__Required work__
Reproduce the data below exactly as written. Pictures do not belong in the copy.

[Data records]
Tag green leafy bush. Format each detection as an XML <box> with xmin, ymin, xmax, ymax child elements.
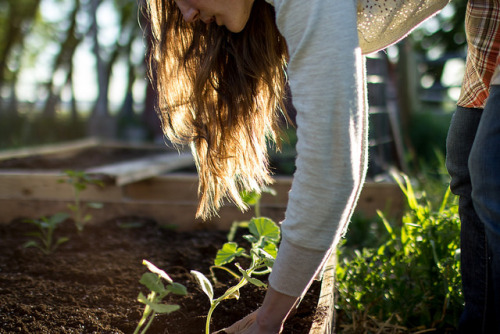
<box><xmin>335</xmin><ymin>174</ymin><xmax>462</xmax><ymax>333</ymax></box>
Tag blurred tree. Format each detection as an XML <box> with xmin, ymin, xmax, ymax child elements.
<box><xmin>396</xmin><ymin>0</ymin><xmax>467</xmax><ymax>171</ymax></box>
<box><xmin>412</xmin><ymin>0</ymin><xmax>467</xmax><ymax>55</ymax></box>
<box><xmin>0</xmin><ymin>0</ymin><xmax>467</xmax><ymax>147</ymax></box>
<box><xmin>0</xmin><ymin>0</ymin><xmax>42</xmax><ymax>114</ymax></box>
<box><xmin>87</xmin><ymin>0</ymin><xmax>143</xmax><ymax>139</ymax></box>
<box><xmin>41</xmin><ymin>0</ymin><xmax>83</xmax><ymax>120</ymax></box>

__Exercise solution__
Tag green leafy bush. Format each detection as an XML <box> with xmin, ymin, xmax, ymax child elements.
<box><xmin>335</xmin><ymin>174</ymin><xmax>462</xmax><ymax>333</ymax></box>
Tag blurred tree. Format each detection as an XML <box> with xmin, ymin, xmax, ymax child elements.
<box><xmin>396</xmin><ymin>0</ymin><xmax>467</xmax><ymax>171</ymax></box>
<box><xmin>412</xmin><ymin>0</ymin><xmax>467</xmax><ymax>55</ymax></box>
<box><xmin>0</xmin><ymin>0</ymin><xmax>467</xmax><ymax>147</ymax></box>
<box><xmin>0</xmin><ymin>0</ymin><xmax>42</xmax><ymax>114</ymax></box>
<box><xmin>87</xmin><ymin>0</ymin><xmax>143</xmax><ymax>139</ymax></box>
<box><xmin>41</xmin><ymin>0</ymin><xmax>83</xmax><ymax>120</ymax></box>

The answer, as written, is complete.